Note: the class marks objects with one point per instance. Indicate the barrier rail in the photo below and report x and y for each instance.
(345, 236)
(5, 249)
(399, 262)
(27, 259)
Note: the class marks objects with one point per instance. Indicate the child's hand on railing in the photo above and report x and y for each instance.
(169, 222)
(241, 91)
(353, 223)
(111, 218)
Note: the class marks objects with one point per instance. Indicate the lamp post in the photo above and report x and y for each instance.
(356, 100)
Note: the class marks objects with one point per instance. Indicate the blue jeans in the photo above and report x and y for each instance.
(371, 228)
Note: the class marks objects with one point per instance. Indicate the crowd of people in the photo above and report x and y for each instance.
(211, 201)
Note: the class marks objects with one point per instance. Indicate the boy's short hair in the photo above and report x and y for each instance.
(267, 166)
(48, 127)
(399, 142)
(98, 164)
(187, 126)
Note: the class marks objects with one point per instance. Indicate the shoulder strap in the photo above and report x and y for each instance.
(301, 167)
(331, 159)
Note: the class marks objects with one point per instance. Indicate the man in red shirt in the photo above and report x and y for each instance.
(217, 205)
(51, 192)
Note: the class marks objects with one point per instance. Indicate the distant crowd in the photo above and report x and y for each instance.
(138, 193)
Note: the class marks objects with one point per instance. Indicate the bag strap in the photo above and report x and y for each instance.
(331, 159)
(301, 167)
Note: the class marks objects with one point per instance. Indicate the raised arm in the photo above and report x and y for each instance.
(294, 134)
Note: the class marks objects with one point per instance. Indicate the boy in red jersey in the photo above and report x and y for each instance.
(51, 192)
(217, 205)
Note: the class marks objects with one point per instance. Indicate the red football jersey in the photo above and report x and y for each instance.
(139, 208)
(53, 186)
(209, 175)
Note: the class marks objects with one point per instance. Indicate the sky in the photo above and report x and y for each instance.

→ TASK TO COMPLETE
Copy out, word for word, everything from the line containing "Indicate the crowd" down through the final line of the items above.

→ ANSWER FOR THIS EXERCISE
Note: the class marks objects with one point per instance. Indicate the crowd of people in the photo above and report x and y for each instance.
(211, 201)
Note: the class marks objects with one point per instance. Indicate the boy's short hair in the photo above and report x and y for each instance.
(267, 166)
(48, 127)
(399, 142)
(98, 164)
(187, 126)
Note: the class marks objects with one point per instance. Indicate the shoulder strap in the photo above and report x and y for each instance.
(301, 167)
(331, 159)
Note: the class marks objects with one point per instance. Indicate the man in red shirt in the photo above and report x and y for each instance.
(217, 205)
(51, 192)
Note: the class marks objects with one point per instance. Indicate the distant crowd in the photo above and report x and y for each instance.
(138, 193)
Note: the class marks objects with one point per instance. Indicate the bag strap in the photo above and report x and y for each instance.
(331, 159)
(301, 167)
Note: the class marks objects with one point per instance. Indicate the raised arm in the photo above and report x and y for each instance.
(294, 134)
Note: the class marks objects with one point per instance. Indicate the boy in red jersey in the photo above and report x and y for each instance.
(51, 192)
(217, 205)
Note: the class marks objects with one point per instance. Indicate the red football jersey in the photo above and report x and y for each instance.
(139, 208)
(53, 186)
(209, 175)
Note: the class marks objects with one point per instance. Indicate the sky in the photo above and report x and y for each instance.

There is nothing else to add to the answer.